* **SOURCE DOCUMENT**
********
How to bully-proof your kids

After years of being the victim of bullying, this mum has come up with a ‘bully proof’ plan to protect her kids. 

As a child, I was bullied almost every day of sixth grade. Mostly because I looked like a boy after a haircut went very, very wrong. But later on, it was because I was poor. It was discovered by one of the boys at school that I lived in Housing Commission, something I had not realised I was meant to either hide or be ashamed of. This however, was wonderful fodder for the school bully. Being poor was apparently something they could all agree, was both funny and worthy of their ridicule.

Back then of course there was no Internet. There was no keyboard to hide behind and nor did they seem to require one. They were quite happy to publicly ridicule, harass and torment me in person.

Looking back I can see how terrible and out of line this was. I was a KID and I was also, an easy target. I was weak and I lacked confidence. There were so many days I was actually frightened to get to school before the bell rang. If I did, that would mean I would be alone in that schoolyard, practically begging for their unwanted attention. My lunch hours were spent hiding in the school library, nose in a book, desperately wishing for the school holidays to begin.

Bullying is horrible for our kids

It all came to a head one day when a boy, surrounded by his posse, found me. The library was shut that day for whatever reason so I’d found a rock in the corner of the playground to sit upon to eat my lunch. That’s when he started calling me a ‘Shag on a rock’. Honestly, I didn’t even know what the hell that meant, but I knew it wasn’t complimentary. I was by this stage, so sad, so lost that I simply burst into tears. And I sobbed. Loudly. This attracted the teacher on duty who asked me what had happened and I told her, I couldn’t help it, it all came out. Subsequently, these boys were disciplined by the Principal. My mother was called to the office and the boys were made to apologise to me in person. We were only 12 years old but they were suddenly very aware and very ashamed of their actions.

By its definition, to bully means to use superior strength or influence to intimidate (someone), typically to force them to do something.

The thing is though, these boys (and the girls who were also along side of them and thought that they were hilarious) didn’t force me to do anything. Their end goal was simply to further their own feelings of superiority. They were essentially calling out a poor girl for being poor.

From that day onwards, my life got better. I wouldn’t say I was the popular girl, but they left me alone and I was left to forge my own way and make friends that understood and “got” me.

But how though, can we “bullyproof” our own children?

I have publicly written about my son who is Aspergers and the physical and verbal bullying he has been subjected to due to his obvious physical appearance and weakness. On the flipside, I also have another son who I fear will be a part of the problem if he’s not educated. So I’ve researched on both sides of the fence. And come up with the following 5 tips:


Have the conversation.

Outline exactly what a bully is. What behaviours a bully displays. Make them understand it is neither cool nor fun to make their classmates feel sad or upset because of either their physical appearance or social interactions. Tell them to watch out in the playground for someone who might just need a friend. And to always be inclusive.

Teach your child that there is no shame in asking for help.

Model kind, compassionate and confident behaviour.

Your children look to you to learn their behaviours. If you are actively kind and compassionate, they will only have this as their reference to model themselves on, especially in early life. This will also help them recognise the bullies when they start appearing in the schoolyard. It will also hopefully, give them the knowledge and strength to intervene when they spot this kind of behaviour.
********
* **TASK DESCRIPTION**
In the bullying article, what did the bullies do to the writer in person? Name each thing. The lines that come next are separate from the bullying article.

* **PROVIDED DATA**
********
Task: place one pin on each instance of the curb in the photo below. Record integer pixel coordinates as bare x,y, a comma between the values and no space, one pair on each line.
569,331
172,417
********
* **SOLVED PROBLEM**
Publicly ridiculed, harassed, tormented